Texto do documento -
========================

Mesclando assim a narrativa tradicional de uma história forte aos experimentos formais da vanguarda, o filme foi aclamado em sua estreia no Colisée assim como na gala organizada por Jean Pascal (FORD, 1968, pp. 28-29). Animada com este sucesso, Germaine retornou à Société des Ciné-Romans para realizar Antoinette Sabrier (Antoinette Sabrier, 1927), a partir da peça de Romain Coolus, um grande sucesso do teatro parisiense da época.

Na adaptação da peça por Dulac, um industrial absorvido pelo trabalho se debate num conflito sentimental entre a esposa legítima, que ele ama, mas negligencia, e uma mulher mais jovem e brilhante, que encarna a seus olhos o amor ideal. Como A loucura dos valentes, seu Antoinette Sabrier foi aplaudido tanto pelos cinéfilos quanto pelo público em geral (FORD, 1968). Mas aqui Germaine não se satisfez com o resultado e rompeu, mais uma vez, o contrato com Nalpas, decidida a retomar seu cinema puro, que era a sua paixão.

Dulac rodou então o belo e sofisticado média-metragem O convite à viagem (L’invitation au voyage, 1927), um poema visual todo feito de gestos, símbolos e atmosferas, onde os personagens “falam” apenas com os olhos. O filme transpõe em imagens o simbolismo decadente do poema em prosa O convite à viagem, do livro Le Spleen de Paris, de Charles Baudelaire.

Na trama objetiva que mergulha o tempo todo em outra trama subjetiva, uma estranha mulher (Emma Gynt) entra pela porta giratória do cabaré L’invitation au voyage não se sabe atrás de quem ou de quê. A decoração do cabaré é toda marítima: a fachada é formada por dois faróis; o bar em forma de proa evoca o bateau ivre de Rimbaud; o palco é uma barcaça; as paredes trazem gaivotas, sereias, ilhas, velas e âncoras pintadas e as janelinhas do local são escotilhas. No palco apresentam-se cantores mudos e uma banda exótica formada por duas mulheres e um homem: uma violinista, uma tocadora de banjo e um baterista.

Dominada pelo spleen, a dama misteriosa recusa os avanços masculinos e assusta-se quando um galanteador lhe oferece flores: põe-se de pé ofendida, deixando o galanteador estarrecido. Após o pasmo, ele se vinga dividindo o buquê entre três garotas fáceis. A música não para de tocar.

========================

Trechos de dados -
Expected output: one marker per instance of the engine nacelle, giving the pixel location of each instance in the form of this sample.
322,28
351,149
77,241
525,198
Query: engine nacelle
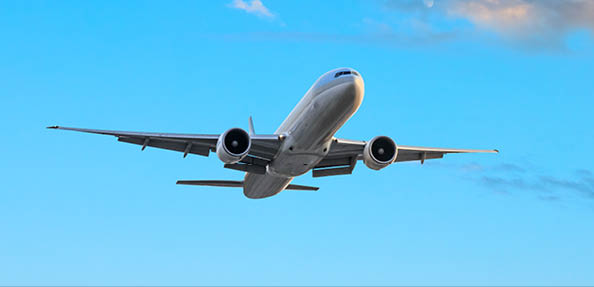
379,152
233,145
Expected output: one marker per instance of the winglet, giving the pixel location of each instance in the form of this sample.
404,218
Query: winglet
252,131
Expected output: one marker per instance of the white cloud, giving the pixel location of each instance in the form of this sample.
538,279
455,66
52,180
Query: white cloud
255,7
531,23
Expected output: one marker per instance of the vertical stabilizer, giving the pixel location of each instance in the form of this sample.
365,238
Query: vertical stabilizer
252,131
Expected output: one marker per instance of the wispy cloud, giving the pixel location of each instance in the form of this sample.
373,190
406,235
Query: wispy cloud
255,7
511,178
529,23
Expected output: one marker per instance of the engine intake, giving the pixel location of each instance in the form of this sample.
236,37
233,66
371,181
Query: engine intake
233,145
379,152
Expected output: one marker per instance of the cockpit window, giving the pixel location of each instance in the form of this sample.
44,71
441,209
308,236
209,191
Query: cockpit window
345,73
342,73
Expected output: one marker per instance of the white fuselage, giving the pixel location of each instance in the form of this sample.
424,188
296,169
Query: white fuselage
308,131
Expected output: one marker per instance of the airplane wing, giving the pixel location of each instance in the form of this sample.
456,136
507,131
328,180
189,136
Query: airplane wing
343,156
264,147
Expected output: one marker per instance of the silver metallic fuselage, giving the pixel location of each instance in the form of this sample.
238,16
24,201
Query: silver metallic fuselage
308,131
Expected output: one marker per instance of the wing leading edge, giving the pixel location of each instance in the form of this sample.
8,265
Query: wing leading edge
264,147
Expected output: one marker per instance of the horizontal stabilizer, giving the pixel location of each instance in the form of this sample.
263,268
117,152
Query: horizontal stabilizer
237,183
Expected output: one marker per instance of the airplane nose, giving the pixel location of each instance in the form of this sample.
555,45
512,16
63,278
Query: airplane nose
356,90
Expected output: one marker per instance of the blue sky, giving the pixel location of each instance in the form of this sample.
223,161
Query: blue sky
82,209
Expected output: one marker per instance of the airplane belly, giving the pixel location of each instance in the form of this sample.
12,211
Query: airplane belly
309,135
261,186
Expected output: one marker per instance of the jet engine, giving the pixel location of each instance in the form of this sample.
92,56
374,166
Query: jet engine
379,152
233,145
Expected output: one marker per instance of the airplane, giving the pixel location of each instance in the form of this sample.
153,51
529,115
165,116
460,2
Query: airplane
304,141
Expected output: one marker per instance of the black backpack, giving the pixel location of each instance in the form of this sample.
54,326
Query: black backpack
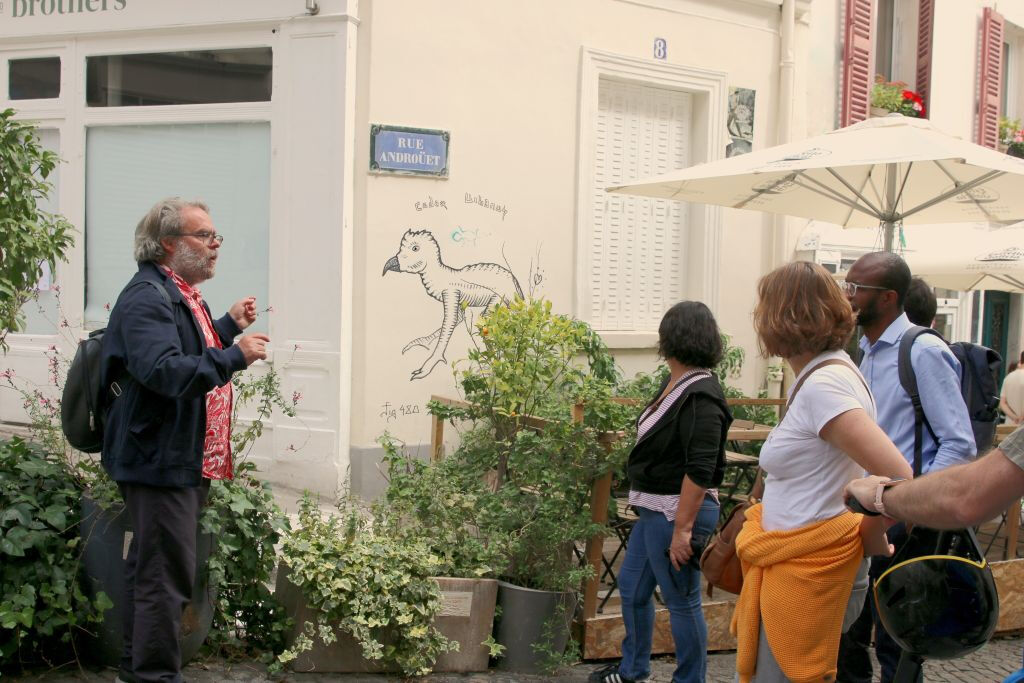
979,387
84,401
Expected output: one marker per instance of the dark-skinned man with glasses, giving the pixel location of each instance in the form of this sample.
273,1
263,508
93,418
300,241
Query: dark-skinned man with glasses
168,365
876,286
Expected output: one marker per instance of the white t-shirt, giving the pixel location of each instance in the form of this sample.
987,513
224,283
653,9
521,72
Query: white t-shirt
806,474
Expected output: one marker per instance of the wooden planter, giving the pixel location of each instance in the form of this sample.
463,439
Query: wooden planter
467,616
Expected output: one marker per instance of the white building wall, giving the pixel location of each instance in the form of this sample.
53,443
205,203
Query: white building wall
506,80
310,230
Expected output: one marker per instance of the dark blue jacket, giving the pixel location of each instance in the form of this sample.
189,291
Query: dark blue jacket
156,429
687,441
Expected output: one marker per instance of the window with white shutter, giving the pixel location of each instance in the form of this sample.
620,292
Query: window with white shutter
636,246
857,63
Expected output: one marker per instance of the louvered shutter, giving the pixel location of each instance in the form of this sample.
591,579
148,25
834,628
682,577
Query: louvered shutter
857,77
926,25
636,244
990,78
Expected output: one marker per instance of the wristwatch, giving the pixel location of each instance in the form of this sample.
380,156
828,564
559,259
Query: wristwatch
879,505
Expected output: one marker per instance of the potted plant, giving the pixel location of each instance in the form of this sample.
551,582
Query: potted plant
893,96
363,600
531,478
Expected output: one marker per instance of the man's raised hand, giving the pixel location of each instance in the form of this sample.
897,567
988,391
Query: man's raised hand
254,347
244,312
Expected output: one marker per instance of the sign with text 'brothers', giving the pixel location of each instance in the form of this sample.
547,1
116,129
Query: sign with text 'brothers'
20,8
409,151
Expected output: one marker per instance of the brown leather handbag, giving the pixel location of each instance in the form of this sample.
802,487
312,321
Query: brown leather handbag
719,562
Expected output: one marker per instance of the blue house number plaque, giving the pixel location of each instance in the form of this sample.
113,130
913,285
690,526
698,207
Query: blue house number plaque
409,151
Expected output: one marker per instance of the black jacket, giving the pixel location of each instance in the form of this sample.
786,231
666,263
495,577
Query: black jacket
156,429
688,440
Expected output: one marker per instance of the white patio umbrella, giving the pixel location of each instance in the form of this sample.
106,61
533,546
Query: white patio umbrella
975,259
882,171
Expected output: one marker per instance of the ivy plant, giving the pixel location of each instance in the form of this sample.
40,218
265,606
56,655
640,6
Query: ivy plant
241,514
29,236
377,588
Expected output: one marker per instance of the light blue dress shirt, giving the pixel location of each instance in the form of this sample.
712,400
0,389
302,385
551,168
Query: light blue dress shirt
938,382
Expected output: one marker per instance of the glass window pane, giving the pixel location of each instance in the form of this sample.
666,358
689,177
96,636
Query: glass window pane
129,168
179,78
42,314
34,79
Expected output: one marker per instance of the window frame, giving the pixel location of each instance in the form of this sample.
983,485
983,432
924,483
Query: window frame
70,116
708,138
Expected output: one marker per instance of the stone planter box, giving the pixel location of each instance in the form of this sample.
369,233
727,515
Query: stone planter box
525,612
467,616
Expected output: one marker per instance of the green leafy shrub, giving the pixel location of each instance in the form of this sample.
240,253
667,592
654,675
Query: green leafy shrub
894,96
246,523
42,606
355,577
29,236
437,505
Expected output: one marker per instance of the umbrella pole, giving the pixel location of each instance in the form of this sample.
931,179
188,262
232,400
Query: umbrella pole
888,224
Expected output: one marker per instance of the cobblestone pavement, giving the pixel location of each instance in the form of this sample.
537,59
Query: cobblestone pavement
989,665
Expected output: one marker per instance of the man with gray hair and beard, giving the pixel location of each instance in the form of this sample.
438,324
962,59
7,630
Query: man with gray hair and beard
168,366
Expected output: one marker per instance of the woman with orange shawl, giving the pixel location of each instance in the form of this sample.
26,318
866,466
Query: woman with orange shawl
802,551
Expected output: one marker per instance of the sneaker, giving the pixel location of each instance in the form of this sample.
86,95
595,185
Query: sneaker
610,674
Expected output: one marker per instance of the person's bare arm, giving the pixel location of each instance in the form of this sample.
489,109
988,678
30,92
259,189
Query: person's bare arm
953,498
859,437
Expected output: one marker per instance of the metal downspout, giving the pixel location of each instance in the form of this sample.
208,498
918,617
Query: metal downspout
786,87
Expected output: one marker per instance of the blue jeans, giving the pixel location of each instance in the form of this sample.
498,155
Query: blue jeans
645,565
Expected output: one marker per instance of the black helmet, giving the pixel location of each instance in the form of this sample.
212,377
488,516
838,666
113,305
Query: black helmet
938,598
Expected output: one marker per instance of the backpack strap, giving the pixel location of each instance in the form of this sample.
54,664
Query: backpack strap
908,380
116,386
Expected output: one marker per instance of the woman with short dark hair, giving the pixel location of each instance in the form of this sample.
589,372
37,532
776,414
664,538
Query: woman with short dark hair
677,462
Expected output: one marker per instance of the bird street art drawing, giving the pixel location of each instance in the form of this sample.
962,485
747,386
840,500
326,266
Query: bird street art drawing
475,286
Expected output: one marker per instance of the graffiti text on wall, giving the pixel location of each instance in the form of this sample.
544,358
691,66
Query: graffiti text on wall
477,286
390,412
482,201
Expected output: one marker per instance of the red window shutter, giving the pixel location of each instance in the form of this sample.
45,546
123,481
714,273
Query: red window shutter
923,83
857,77
990,78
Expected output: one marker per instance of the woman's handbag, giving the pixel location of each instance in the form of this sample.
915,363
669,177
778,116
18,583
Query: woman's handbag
719,562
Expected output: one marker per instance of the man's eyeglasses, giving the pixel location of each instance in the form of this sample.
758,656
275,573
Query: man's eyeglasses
205,236
851,288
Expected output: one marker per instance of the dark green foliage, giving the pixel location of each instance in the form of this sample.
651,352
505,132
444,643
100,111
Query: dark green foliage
41,602
29,236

========================

Tarefas do exercício -
[a] Responda às perguntas abaixo com base no texto sobre os filmes de Germaine Dulac.
(i) De quem é a peça que Dulac adaptou em Antoinette Sabrier?
(ii) Com quem Germaine rompeu o contrato depois de Antoinette Sabrier?
(iii) Que atriz interpreta a mulher estranha que entra no cabaré em O convite à viagem?
[b] Prolongue o texto sobre os filmes de Germaine Dulac a partir do ponto em que ele termina.
Os registros não têm relação com o texto sobre os filmes de Germaine Dulac.

Respostas por item -
[a]
(i) A peça é de Romain Coolus.
(ii) Ela rompeu o contrato com Nalpas.
(iii) A mulher estranha é interpretada por Emma Gynt.

[b]
A mulher de grandes olhos tristes recusa-se, porém, a tirar o casaco e o garçom se esforça para comunicar-se com ela. Diante do cardápio, ela fica mais perdida que nunca. O garçom traduz o conteúdo para diversas línguas até que ela entenda alguma coisa. Mas diante de outro homem que se veste como um comandante de navio, aproximando-se sem alarde, ela estabelece uma conexão.

Com o estranho sedutor que recorda Rudolph Valentino ela troca carícias, dança e sonha com viagens exóticas ao Oriente. Uma vendedora de souvenirs interrompe seus devaneios e ela retira bruscamente sua mão da mão do sedutor. Este já havia percebido o relevo de uma aliança (a mulher era casada) e, agora, quando ela se eriça, sua pulseira rebenta, deixando-o a segurar uma medalha.

Enquanto a mulher se distrai com o souvenir comprado – um barquinho chamado L’invitation au voyage – o sedutor abre a medalha e vê a foto de uma menina: além de casada, a senhora tem uma filha! Imediatamente, ele se retrai e vai dançar com outra, que se mostra alegre e fácil. Ao mesmo tempo, sentindo algum remorso, envia um buquê de flores à dama abandonada. Retorna à mesa trazendo a tiracolo a sirigaita. Sem nada entender do jogo do sedutor, a mulher casada perde todo o interesse nele e se retira imediatamente do cabaré.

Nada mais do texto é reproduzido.